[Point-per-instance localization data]

****************************************

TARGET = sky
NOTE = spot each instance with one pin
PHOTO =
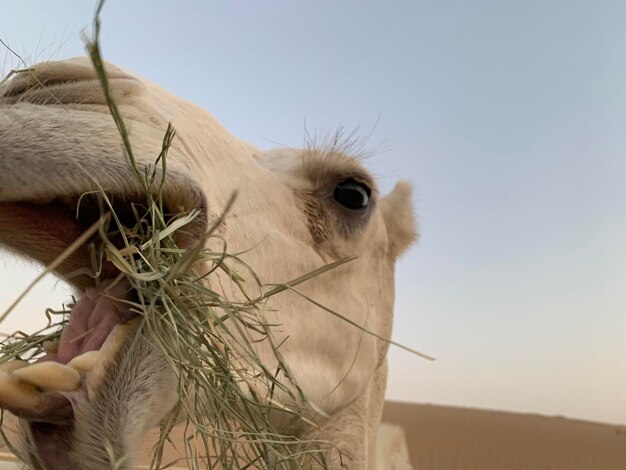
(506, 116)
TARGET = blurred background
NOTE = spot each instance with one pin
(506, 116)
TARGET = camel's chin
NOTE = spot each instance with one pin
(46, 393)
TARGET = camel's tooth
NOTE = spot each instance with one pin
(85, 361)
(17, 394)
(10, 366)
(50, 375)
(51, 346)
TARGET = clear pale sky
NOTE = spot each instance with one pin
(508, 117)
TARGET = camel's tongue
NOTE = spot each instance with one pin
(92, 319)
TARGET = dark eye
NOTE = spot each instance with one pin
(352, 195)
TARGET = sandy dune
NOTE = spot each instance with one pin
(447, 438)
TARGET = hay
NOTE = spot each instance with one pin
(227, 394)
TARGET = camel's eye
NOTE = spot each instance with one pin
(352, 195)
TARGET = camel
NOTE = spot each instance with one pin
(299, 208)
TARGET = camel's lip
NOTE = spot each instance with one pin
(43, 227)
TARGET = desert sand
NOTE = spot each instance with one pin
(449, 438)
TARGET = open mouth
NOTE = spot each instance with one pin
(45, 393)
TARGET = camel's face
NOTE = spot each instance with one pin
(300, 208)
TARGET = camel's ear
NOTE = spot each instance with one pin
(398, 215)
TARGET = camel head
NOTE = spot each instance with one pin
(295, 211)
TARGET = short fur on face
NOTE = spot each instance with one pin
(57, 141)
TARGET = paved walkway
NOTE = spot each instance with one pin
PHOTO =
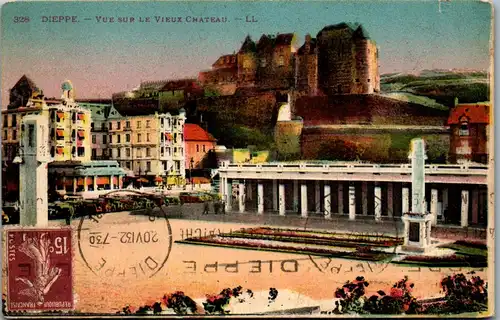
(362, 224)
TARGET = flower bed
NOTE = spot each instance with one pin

****************************************

__Task item__.
Skip the pictures and retype exactly the lines from the one that contains "TARGET = paved walkway" to the last line of the records.

__Solution to this problem__.
TARGET = paved walkway
NOTE = spot each instance with one pin
PHOTO =
(362, 224)
TARGET = flower bed
NOTE = spot each instance with one pin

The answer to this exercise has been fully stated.